* _EXERCISE DESCRIPTION_
Please extract every line in the data below that contains the word "floor", treating uppercase and lowercase as different.

-------- ENTRIES PROVIDED --------

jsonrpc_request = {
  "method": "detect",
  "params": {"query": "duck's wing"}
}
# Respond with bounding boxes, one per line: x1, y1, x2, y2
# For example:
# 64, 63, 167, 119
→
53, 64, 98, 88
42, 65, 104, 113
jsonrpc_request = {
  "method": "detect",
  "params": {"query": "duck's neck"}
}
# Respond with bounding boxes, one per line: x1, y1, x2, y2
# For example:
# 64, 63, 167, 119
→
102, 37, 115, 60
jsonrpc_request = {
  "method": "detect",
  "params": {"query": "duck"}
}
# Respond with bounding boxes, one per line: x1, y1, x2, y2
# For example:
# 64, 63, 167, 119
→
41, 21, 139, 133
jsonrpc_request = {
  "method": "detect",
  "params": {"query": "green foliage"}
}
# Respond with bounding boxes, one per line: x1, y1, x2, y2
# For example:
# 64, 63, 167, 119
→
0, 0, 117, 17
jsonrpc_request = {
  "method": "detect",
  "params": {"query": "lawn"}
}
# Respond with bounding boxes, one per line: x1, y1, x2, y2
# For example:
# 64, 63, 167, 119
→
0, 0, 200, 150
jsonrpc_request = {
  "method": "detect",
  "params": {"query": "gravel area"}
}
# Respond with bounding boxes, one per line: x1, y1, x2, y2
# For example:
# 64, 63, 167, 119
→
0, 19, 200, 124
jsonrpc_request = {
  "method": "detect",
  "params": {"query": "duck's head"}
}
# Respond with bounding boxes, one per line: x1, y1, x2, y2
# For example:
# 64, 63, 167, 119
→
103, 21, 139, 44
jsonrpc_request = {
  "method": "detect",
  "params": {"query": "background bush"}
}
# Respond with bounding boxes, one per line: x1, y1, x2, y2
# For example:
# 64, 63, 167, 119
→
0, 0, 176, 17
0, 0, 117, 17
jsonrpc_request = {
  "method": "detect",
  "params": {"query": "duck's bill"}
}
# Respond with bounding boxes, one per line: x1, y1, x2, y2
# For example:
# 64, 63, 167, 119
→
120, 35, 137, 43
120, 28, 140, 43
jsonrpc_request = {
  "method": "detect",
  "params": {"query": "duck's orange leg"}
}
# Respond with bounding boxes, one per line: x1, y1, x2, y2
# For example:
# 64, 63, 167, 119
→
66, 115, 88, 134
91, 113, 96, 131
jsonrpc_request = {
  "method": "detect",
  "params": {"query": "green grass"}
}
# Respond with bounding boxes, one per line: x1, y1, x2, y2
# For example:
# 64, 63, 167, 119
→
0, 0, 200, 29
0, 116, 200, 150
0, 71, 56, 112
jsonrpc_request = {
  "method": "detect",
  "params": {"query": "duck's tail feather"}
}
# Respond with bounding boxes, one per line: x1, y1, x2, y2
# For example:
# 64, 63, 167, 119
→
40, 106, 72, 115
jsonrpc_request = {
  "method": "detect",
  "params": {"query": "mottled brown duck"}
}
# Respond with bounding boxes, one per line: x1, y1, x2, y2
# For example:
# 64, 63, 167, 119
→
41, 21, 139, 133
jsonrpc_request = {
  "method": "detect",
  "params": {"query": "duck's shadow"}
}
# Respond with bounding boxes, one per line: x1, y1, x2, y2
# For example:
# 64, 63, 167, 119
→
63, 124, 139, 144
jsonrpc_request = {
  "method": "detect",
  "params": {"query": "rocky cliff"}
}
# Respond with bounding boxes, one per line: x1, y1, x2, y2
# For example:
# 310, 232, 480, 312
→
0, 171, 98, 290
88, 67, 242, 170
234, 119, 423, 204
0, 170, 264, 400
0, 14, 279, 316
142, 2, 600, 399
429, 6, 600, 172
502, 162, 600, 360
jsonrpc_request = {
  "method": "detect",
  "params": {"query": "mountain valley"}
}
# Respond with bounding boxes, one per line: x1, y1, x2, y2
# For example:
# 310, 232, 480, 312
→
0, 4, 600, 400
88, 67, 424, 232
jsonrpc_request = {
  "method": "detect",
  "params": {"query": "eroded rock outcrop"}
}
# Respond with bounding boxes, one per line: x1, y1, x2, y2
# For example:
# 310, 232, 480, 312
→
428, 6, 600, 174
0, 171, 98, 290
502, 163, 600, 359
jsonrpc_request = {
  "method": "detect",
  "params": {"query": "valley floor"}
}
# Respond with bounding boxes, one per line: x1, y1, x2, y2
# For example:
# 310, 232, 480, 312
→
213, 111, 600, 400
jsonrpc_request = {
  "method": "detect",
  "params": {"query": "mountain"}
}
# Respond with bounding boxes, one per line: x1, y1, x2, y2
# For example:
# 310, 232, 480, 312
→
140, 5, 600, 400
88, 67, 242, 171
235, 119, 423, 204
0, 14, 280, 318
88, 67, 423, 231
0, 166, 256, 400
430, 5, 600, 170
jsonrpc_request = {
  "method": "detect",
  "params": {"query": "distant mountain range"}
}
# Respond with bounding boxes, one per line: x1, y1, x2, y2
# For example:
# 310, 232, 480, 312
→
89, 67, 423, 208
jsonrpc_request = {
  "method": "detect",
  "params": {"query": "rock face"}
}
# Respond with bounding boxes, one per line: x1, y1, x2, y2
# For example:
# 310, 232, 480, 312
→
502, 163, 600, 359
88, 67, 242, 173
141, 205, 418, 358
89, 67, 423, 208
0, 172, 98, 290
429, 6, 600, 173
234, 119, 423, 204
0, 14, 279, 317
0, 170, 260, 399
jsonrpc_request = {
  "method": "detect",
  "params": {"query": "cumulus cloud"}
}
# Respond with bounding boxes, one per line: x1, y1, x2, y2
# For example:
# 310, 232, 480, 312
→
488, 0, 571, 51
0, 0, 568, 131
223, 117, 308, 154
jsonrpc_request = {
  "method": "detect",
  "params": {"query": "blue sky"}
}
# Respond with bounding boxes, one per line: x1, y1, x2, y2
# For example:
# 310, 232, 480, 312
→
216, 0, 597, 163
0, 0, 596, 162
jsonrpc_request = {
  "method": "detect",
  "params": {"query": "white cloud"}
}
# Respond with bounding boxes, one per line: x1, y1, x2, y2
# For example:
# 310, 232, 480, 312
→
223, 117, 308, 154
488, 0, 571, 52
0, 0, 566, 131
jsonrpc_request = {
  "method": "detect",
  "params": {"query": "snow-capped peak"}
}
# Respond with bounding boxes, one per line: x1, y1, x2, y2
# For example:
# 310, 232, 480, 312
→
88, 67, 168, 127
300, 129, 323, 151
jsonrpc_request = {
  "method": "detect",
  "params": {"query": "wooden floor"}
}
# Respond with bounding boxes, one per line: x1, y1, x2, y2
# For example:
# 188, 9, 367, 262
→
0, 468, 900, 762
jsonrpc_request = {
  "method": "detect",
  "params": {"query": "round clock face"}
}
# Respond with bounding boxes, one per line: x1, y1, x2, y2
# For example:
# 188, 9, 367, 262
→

--------

* _SOLUTION TO THE PROBLEM_
  "params": {"query": "valley floor"}
  "params": {"query": "wooden floor"}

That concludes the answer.